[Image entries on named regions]

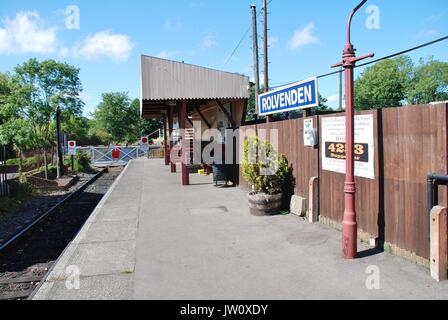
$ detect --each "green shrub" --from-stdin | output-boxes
[65,152,93,173]
[242,137,291,195]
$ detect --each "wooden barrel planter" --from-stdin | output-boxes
[248,193,283,216]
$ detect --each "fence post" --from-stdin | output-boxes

SHORT TASK
From the listing above, print every entry precisely and drop the pictures.

PROBLEM SOLUTION
$ detect --each "green shrub" --from-stdin | output-boxes
[65,152,93,173]
[242,137,291,195]
$ detect --each "wooden barrel planter" --from-stdin | output-boxes
[248,193,283,216]
$ detect --each "fence post" --from-stdin | output-boxes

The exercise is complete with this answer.